Is it possible that property rights, as a matter of natural law and as protected by the Fifth Amendment, are really that important? If the price for the control of land resources is but the deflection of the winds of political fashion, the available wealth to support, defend, and nurture the land is minimized. What ends up forgotten in the political acquisition of commons is the need to maximize the economic value of these goods to the land. With the declining public perception of marginal benefit is a declining marginal value of the land itself. You can plot the price on a graph, as you will see in Part II.
People don't have the backbone to stand up to the government any more. That is precisly why our founders warned against standing armies. Remember what happened last time a group of people decided to stand up to the feds...remember Waco? Any of our homes (especially if we own over and acre or two) will be termed a "compound" when the news media broadcasts our deaths at the hands of the BATF, CPS, FBI or local LEO. Things are going to have to get a LOT worse than they are now before the majority of the sheople will band together and say ENOUGH. Sadly, by the time this happens, peaceful solutions may be out of the question. ALL freedoms and libery are based on the inherent right to OWN and CONTROL property. If the government can seize your property for not paying them a yearly tribute (taxes), you do NOT own or control your property. You are paying rental for the priviledge of maintaining it and we have been doing so for years. This was proabably the main reason that only property owners were allowed the vote during our founding era. It was realized that only those who owned property had a REAL, vested interest in controlling government and making certain that it didn't outgrow its Constitutional limits.

GIVEN INFORMATION:
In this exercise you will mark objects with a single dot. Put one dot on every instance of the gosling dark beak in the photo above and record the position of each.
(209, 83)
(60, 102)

REQUIREMENT 1:
Quote from the property rights text, word for word, the passage that runs from "Is it possible" up to and including "in Part II.".
REQUIREMENT 2:
Answer these questions from the property rights text:
(a) What does the text say the founders warned against?
(b) Which event is named as the last time a group of people stood up to the feds?
(c) During the founding era, who does the text say was allowed to vote?
REQUIREMENT 3:
Proceed with the property rights text from its final sentence, carrying on in the same voice.

EXERCISE OUTPUT 1:
Is it possible that property rights, as a matter of natural law and as protected by the Fifth Amendment, are really that important? If the price for the control of land resources is but the deflection of the winds of political fashion, the available wealth to support, defend, and nurture the land is minimized. What ends up forgotten in the political acquisition of commons is the need to maximize the economic value of these goods to the land. With the declining public perception of marginal benefit is a declining marginal value of the land itself. You can plot the price on a graph, as you will see in Part II.

EXERCISE OUTPUT 2:
(a) Standing armies.
(b) Waco.
(c) Only property owners.

EXERCISE OUTPUT 3:
Does it create a smokescreen for the exercise of corrupt intent? Does it overtax the ability to generate capital?
One of the top worst government policies promoted by politicians and bureaucrats is the income tax.. How ignorant or incompetent does a person need to be to tax productivity; to burden that which creates and produces the goods and services that human survival depends on and that creates jobs and prosperity? Especially since logic, common sense and law of free markets show that if a tax must be laid it should be on consumption, not production. One method of taxation, the graduated income tax, violates individual rights and private property rights, the other, consumption tax, upholds them.
As it is now, the intent of politicians and bureaucrats is corruption.
It is truly curious that the same people, who warn us that the cause of ecological problems is a lack of individual motivation to care for commons, propose solutions that are in structural antipathy to maximizing the value of the assets.
Parasitical elite tell us that to care for the commons that a graduated income tax is the fairest and most beneficial means to collect the funds to care for the commons. They're lying and they know it. They must maintain the lie so that they continue receiving funds to continue their corruptions and to dole out money to a large list of corrupt-form-the-roots alphabet agencies. In short, they create problems that need not exist.
The government must create problems, and then tell the citizens that only government can fix them, simply to justify its existence. I think you point that out very well with the "3000 new laws a year" piece that you post frequently. I really like that, if I haven't told you that already. You worded it very nicely.